-- START OF EXTRACT --

Things that you can do to improve the performance of Cloudscape applications fall into three categories. In order of importance, these categories are:

  1. Avoiding Table Scans of Large Tables
  2. Avoiding Compiling SQL Statements
  3. Shielding Users from Cloudscape Class-Loading Events

Avoiding Table Scans of Large Tables

Cloudscape is fast and efficient, but when tables are huge, scanning tables may take longer than a user would expect. It's even worse if you then ask Cloudscape to sort this data.

Things that you can do to avoid table scans fall into two categories. These categories are, in order of importance:

  1. Index, Index, Index
  2. Prevent the User from Issuing Expensive Queries
  3. Understand When Statements Go Stale

Index, Index, Index

Have you ever thought what it would be like to look up a phone number in the phone book of a major metropolitan city if the book were not indexed by name? For example, to look up the phone number for John Jones, you couldn't go straight to the J page. You'd have to read the entire book. That's what a table scan is like. Cloudscape has to read the entire table to retrieve what you're looking for unless you create useful indexes on your table.

Create Useful Indexes

Indexes are useful when a query contains a WHERE clause. Without a WHERE clause, Cloudscape is supposed to return all the data in the table, and so a table scan is the correct (if not desirable) behavior. (More about that in Prevent the User from Issuing Expensive Queries.)

-- END OF EXTRACT --
-- START OF ENTRIES --

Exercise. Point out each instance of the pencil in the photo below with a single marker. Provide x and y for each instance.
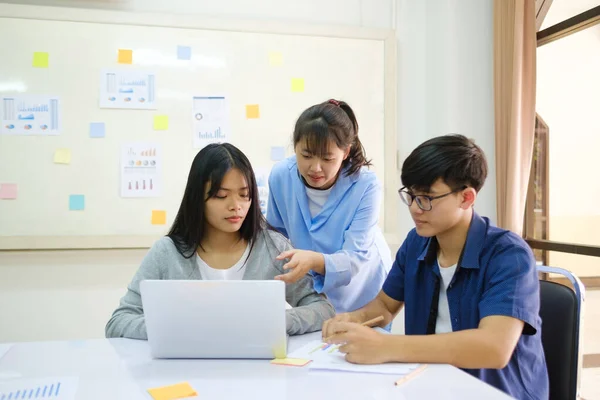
(411, 375)
(370, 323)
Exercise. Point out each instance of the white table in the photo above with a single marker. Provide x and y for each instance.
(123, 369)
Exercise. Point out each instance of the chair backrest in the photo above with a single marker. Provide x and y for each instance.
(560, 311)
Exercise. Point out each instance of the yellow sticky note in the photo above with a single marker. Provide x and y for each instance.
(125, 56)
(161, 122)
(40, 60)
(292, 362)
(297, 84)
(252, 111)
(159, 217)
(177, 391)
(275, 59)
(62, 156)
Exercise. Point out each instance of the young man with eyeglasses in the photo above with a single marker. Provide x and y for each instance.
(470, 290)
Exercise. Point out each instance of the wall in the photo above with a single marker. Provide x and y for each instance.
(444, 85)
(363, 13)
(445, 80)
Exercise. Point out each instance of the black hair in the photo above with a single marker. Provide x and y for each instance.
(335, 120)
(209, 167)
(457, 160)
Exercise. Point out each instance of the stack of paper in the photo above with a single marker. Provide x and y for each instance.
(327, 357)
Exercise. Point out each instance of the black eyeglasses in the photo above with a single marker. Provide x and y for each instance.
(423, 201)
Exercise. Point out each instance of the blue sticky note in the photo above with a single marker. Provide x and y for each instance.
(76, 202)
(97, 130)
(184, 53)
(277, 153)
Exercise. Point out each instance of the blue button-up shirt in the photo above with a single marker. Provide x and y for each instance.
(496, 275)
(345, 231)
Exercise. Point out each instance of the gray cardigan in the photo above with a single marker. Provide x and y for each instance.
(163, 261)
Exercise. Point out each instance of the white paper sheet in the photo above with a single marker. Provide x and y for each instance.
(4, 347)
(30, 115)
(211, 120)
(128, 89)
(327, 357)
(141, 170)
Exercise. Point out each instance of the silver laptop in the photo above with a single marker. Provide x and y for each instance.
(215, 319)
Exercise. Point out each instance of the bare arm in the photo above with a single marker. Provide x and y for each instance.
(489, 346)
(381, 305)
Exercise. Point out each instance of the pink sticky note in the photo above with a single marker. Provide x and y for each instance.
(8, 191)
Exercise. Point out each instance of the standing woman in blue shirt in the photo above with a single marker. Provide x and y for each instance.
(327, 202)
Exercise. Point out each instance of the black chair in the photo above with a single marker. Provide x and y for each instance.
(561, 313)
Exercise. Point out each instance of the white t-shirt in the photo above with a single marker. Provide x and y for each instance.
(233, 273)
(443, 323)
(317, 199)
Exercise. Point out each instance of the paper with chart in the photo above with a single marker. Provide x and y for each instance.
(141, 166)
(327, 357)
(211, 120)
(4, 347)
(128, 89)
(60, 388)
(30, 115)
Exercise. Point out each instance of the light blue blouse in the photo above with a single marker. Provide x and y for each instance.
(357, 258)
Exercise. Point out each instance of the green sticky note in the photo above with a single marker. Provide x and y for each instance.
(161, 122)
(40, 59)
(297, 85)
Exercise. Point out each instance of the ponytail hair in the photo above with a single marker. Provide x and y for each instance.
(332, 120)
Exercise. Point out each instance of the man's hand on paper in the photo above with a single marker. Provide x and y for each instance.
(361, 344)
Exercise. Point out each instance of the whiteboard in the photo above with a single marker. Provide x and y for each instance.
(229, 59)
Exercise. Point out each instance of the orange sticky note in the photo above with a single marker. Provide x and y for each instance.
(252, 111)
(62, 156)
(297, 85)
(159, 217)
(161, 122)
(40, 60)
(177, 391)
(125, 56)
(290, 362)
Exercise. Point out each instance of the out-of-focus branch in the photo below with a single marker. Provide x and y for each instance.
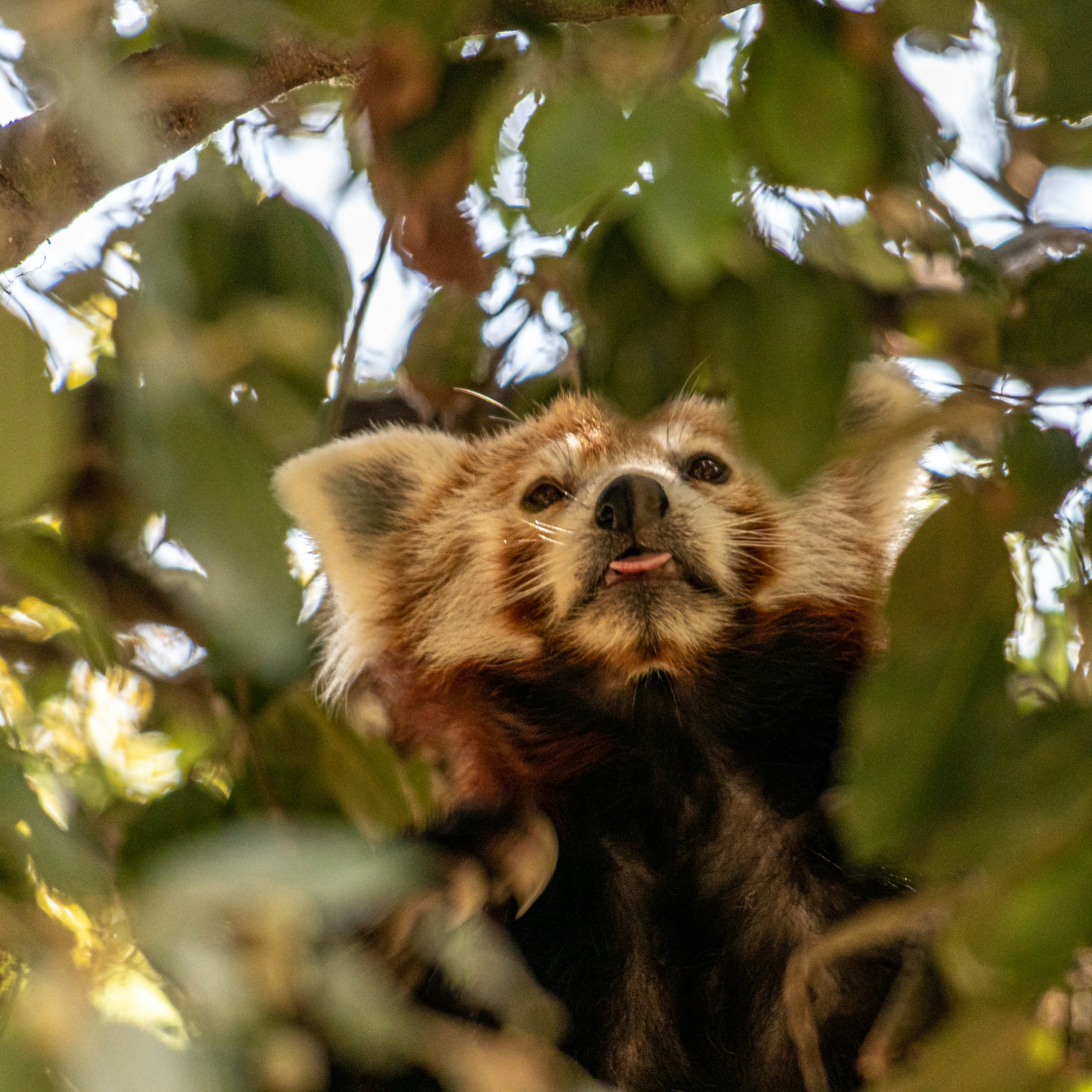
(55, 163)
(161, 103)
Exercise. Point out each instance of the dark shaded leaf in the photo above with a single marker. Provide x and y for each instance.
(446, 349)
(1052, 44)
(1042, 467)
(924, 725)
(579, 151)
(165, 824)
(689, 223)
(64, 861)
(37, 440)
(184, 455)
(1050, 324)
(789, 338)
(464, 86)
(809, 116)
(38, 555)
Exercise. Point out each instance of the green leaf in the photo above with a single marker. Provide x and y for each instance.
(925, 725)
(1042, 467)
(65, 861)
(644, 345)
(942, 20)
(982, 1049)
(579, 151)
(38, 555)
(1052, 44)
(857, 251)
(446, 348)
(37, 441)
(21, 1073)
(809, 116)
(1050, 325)
(464, 87)
(164, 824)
(689, 223)
(789, 338)
(183, 453)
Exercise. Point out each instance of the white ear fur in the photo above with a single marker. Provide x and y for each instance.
(352, 496)
(845, 532)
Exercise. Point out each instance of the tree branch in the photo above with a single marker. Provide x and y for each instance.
(60, 161)
(160, 103)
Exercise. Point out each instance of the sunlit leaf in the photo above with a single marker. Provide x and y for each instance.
(789, 337)
(34, 620)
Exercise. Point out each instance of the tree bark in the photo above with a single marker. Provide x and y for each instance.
(60, 161)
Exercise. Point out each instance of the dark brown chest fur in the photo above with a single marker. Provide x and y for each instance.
(695, 858)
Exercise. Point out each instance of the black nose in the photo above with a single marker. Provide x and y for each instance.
(631, 503)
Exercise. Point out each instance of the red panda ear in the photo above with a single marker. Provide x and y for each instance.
(353, 492)
(352, 496)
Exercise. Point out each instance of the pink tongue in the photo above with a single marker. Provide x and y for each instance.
(642, 564)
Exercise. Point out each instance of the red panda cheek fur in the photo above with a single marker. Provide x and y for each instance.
(680, 733)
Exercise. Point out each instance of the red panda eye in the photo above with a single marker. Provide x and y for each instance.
(543, 495)
(708, 469)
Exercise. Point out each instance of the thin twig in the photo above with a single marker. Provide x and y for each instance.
(348, 367)
(889, 923)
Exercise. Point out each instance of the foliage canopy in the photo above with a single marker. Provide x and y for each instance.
(187, 839)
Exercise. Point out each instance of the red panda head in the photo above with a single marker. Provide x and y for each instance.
(581, 537)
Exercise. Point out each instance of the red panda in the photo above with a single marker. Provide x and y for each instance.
(628, 627)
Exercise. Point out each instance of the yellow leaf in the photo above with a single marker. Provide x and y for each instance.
(35, 621)
(15, 708)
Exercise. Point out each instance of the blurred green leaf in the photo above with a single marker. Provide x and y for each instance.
(22, 1073)
(644, 345)
(856, 251)
(983, 1049)
(37, 441)
(943, 19)
(1026, 934)
(924, 726)
(789, 337)
(1042, 467)
(38, 555)
(165, 824)
(1050, 324)
(379, 791)
(446, 348)
(464, 86)
(1052, 44)
(184, 455)
(689, 222)
(579, 151)
(66, 861)
(809, 116)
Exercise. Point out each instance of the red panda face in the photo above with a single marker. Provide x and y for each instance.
(632, 547)
(580, 537)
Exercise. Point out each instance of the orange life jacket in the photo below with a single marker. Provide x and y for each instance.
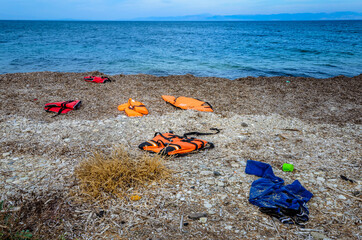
(171, 144)
(133, 108)
(62, 107)
(188, 103)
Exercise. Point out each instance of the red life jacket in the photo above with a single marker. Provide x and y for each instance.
(171, 144)
(97, 79)
(62, 107)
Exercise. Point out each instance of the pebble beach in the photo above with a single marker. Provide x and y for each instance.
(314, 124)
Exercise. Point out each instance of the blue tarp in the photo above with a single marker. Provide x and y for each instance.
(269, 191)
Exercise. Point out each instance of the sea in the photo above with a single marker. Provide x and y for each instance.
(231, 50)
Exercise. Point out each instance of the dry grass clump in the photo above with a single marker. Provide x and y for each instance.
(116, 173)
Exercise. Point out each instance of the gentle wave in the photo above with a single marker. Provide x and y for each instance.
(223, 49)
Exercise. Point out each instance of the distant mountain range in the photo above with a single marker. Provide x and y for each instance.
(270, 17)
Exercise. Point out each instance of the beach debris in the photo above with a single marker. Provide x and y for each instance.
(278, 202)
(197, 216)
(203, 220)
(116, 173)
(188, 103)
(244, 124)
(96, 79)
(347, 179)
(62, 107)
(216, 173)
(319, 236)
(135, 197)
(172, 144)
(133, 108)
(287, 167)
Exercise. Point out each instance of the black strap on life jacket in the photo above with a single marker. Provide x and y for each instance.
(202, 134)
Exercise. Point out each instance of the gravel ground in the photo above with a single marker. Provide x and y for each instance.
(313, 123)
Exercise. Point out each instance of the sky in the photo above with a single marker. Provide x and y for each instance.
(131, 9)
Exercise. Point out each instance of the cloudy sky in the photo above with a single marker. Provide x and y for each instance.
(129, 9)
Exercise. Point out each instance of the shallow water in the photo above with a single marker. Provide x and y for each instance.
(224, 49)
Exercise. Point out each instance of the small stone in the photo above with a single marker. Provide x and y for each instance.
(223, 197)
(235, 165)
(197, 216)
(216, 173)
(220, 184)
(6, 154)
(319, 236)
(207, 205)
(342, 197)
(228, 227)
(203, 220)
(210, 182)
(205, 173)
(320, 179)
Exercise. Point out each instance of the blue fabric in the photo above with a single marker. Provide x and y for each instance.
(269, 191)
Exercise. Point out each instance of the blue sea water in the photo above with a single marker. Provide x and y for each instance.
(223, 49)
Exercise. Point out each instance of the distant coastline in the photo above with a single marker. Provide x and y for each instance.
(334, 16)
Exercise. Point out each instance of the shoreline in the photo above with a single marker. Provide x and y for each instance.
(314, 124)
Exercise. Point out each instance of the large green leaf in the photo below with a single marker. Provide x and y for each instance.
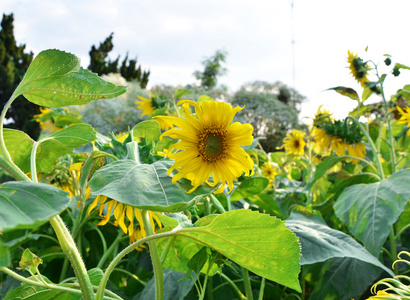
(55, 79)
(174, 288)
(344, 279)
(62, 142)
(144, 186)
(149, 130)
(29, 292)
(320, 242)
(258, 242)
(322, 168)
(5, 257)
(50, 148)
(369, 210)
(249, 187)
(19, 145)
(28, 204)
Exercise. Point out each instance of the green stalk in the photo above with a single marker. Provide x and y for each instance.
(68, 246)
(156, 261)
(38, 283)
(393, 249)
(66, 240)
(376, 154)
(166, 248)
(234, 286)
(3, 150)
(124, 252)
(262, 288)
(247, 284)
(5, 159)
(109, 250)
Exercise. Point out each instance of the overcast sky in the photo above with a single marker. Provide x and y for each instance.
(172, 37)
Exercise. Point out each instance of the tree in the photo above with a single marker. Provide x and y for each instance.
(272, 109)
(213, 69)
(13, 65)
(101, 64)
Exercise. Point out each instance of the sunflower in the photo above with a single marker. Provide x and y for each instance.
(382, 294)
(146, 105)
(326, 143)
(124, 214)
(294, 143)
(405, 116)
(358, 68)
(270, 170)
(209, 144)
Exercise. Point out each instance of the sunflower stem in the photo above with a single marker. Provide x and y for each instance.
(247, 283)
(68, 246)
(6, 162)
(376, 154)
(391, 138)
(156, 261)
(133, 152)
(124, 252)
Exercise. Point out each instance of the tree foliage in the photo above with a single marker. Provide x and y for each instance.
(101, 64)
(14, 62)
(212, 69)
(272, 109)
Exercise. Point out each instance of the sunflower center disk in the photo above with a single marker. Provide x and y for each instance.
(212, 144)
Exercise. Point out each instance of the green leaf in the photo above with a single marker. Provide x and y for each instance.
(55, 79)
(345, 91)
(62, 142)
(181, 92)
(28, 205)
(93, 162)
(198, 261)
(344, 279)
(149, 130)
(30, 292)
(96, 275)
(320, 242)
(322, 168)
(29, 261)
(181, 253)
(258, 242)
(5, 257)
(174, 288)
(19, 145)
(144, 186)
(267, 203)
(367, 92)
(248, 187)
(369, 210)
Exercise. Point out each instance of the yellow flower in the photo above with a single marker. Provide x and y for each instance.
(145, 104)
(381, 294)
(358, 68)
(210, 144)
(124, 214)
(294, 143)
(270, 170)
(405, 117)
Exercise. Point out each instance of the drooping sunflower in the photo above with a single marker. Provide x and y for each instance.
(146, 105)
(209, 144)
(405, 117)
(294, 143)
(124, 214)
(358, 68)
(270, 170)
(338, 137)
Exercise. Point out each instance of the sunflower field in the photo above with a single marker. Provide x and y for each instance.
(187, 204)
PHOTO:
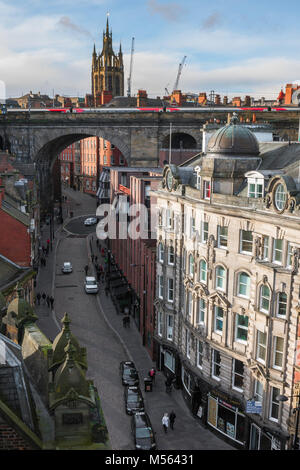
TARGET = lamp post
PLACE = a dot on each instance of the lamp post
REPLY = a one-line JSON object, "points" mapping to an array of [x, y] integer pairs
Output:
{"points": [[144, 299], [283, 398]]}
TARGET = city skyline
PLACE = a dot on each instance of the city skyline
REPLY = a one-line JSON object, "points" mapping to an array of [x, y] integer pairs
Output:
{"points": [[231, 48]]}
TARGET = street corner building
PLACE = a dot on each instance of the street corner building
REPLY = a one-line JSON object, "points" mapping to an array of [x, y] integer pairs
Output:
{"points": [[228, 279]]}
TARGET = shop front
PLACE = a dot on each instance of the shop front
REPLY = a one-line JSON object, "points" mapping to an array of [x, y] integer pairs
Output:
{"points": [[225, 415], [264, 438]]}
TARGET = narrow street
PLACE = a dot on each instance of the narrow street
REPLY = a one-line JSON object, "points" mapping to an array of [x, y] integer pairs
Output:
{"points": [[99, 329]]}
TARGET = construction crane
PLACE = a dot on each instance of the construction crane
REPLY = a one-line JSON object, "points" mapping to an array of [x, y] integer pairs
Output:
{"points": [[130, 72], [179, 73]]}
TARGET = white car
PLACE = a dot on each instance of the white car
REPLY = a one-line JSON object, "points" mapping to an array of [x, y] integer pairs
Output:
{"points": [[90, 285], [91, 221], [67, 267]]}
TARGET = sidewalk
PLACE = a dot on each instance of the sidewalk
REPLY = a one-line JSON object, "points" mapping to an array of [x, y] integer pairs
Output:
{"points": [[188, 433]]}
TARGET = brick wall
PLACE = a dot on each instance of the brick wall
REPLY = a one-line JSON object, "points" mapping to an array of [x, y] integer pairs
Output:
{"points": [[11, 440], [14, 240]]}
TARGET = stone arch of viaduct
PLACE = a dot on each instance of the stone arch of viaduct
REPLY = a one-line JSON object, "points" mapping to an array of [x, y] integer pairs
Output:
{"points": [[138, 138]]}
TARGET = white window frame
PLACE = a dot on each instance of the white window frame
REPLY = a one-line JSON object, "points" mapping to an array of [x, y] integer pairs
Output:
{"points": [[170, 289], [204, 233], [266, 247], [161, 252], [171, 253], [170, 326], [187, 343], [201, 311], [258, 395], [261, 346], [218, 318], [277, 352], [160, 324], [273, 402], [160, 286], [278, 302], [191, 265], [217, 276], [248, 285], [276, 250], [241, 327], [214, 364], [199, 354], [222, 237], [256, 182], [246, 241], [261, 297], [203, 279], [189, 305], [289, 255], [235, 373], [206, 189]]}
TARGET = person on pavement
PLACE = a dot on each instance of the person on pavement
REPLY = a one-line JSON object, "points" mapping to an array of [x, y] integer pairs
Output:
{"points": [[172, 418], [165, 422]]}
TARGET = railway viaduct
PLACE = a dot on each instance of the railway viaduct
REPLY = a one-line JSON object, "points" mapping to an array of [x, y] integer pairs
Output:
{"points": [[39, 137]]}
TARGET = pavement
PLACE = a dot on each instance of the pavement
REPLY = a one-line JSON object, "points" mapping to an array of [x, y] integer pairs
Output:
{"points": [[109, 336]]}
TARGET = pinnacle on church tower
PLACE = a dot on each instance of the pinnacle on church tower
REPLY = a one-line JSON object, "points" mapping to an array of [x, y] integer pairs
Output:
{"points": [[107, 70]]}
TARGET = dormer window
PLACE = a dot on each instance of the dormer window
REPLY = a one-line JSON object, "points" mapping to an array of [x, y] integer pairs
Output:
{"points": [[206, 189], [255, 187]]}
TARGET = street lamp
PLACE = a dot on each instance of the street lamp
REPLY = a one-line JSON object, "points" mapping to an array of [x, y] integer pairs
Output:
{"points": [[283, 398], [144, 300]]}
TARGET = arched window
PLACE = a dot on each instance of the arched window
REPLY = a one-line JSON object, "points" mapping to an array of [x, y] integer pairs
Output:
{"points": [[171, 256], [243, 285], [281, 304], [203, 271], [191, 265], [160, 253], [265, 299], [220, 278]]}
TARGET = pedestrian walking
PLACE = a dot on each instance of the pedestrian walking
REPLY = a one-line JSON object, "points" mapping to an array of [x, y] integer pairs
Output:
{"points": [[165, 422], [152, 373], [172, 418]]}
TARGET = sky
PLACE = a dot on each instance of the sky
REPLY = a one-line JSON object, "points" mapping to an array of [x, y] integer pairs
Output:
{"points": [[234, 47]]}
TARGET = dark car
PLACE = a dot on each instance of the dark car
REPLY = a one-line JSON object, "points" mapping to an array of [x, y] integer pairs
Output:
{"points": [[142, 432], [129, 373], [133, 400]]}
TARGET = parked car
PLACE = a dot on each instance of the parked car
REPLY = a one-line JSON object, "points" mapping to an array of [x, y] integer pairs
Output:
{"points": [[91, 221], [142, 431], [67, 267], [91, 285], [129, 373], [133, 400]]}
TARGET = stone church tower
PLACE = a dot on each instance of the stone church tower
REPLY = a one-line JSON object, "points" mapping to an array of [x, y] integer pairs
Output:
{"points": [[107, 71]]}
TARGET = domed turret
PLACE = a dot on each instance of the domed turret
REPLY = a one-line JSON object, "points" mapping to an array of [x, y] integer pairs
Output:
{"points": [[233, 140], [60, 343]]}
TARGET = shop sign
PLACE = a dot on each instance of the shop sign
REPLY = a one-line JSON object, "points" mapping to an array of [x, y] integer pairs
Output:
{"points": [[253, 407]]}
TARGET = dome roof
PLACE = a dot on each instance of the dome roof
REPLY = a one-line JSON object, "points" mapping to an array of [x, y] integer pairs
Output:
{"points": [[233, 139], [62, 340]]}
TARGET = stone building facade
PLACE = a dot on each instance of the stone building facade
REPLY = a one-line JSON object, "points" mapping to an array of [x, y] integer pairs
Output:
{"points": [[107, 71], [228, 280]]}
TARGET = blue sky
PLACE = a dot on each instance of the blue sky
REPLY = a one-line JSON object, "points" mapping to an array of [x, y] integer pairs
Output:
{"points": [[233, 47]]}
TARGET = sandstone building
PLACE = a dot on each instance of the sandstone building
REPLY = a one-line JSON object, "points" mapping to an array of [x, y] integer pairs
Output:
{"points": [[107, 71], [228, 280]]}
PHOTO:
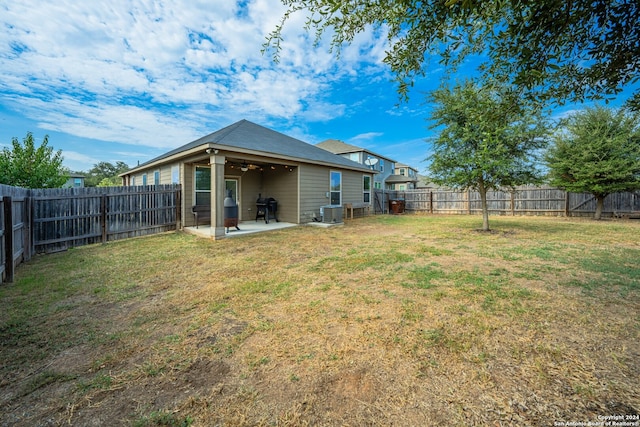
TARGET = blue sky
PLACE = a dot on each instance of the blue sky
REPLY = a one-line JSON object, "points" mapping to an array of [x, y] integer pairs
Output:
{"points": [[128, 81]]}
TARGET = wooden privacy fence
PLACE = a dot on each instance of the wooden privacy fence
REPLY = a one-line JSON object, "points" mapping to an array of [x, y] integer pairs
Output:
{"points": [[525, 200], [50, 220]]}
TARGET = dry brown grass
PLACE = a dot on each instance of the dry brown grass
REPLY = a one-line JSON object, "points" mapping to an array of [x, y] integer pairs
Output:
{"points": [[385, 321]]}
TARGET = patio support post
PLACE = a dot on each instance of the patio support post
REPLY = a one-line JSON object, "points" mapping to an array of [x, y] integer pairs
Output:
{"points": [[217, 197]]}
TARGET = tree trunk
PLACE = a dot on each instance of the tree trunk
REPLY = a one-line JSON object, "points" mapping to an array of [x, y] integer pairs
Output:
{"points": [[485, 210], [599, 206]]}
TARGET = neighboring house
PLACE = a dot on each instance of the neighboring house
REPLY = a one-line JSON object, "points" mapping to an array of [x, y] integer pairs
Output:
{"points": [[383, 165], [253, 161], [404, 178], [74, 181]]}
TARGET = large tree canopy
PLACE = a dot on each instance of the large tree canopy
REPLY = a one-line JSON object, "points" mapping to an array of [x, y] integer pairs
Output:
{"points": [[28, 166], [489, 139], [597, 151], [560, 50]]}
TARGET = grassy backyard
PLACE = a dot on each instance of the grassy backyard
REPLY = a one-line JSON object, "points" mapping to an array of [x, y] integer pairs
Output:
{"points": [[389, 320]]}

-- END OF ENTRIES --

▶ **WHAT IS EXPECTED**
Can you reproduce the Cloudscape performance excerpt word for word, from "Have you ever" to "on your table."?

▶ **ANSWER TO THIS EXERCISE**
Have you ever thought what it would be like to look up a phone number in the phone book of a major metropolitan city if the book were not indexed by name? For example, to look up the phone number for John Jones, you couldn't go straight to the J page. You'd have to read the entire book. That's what a table scan is like. Cloudscape has to read the entire table to retrieve what you're looking for unless you create useful indexes on your table.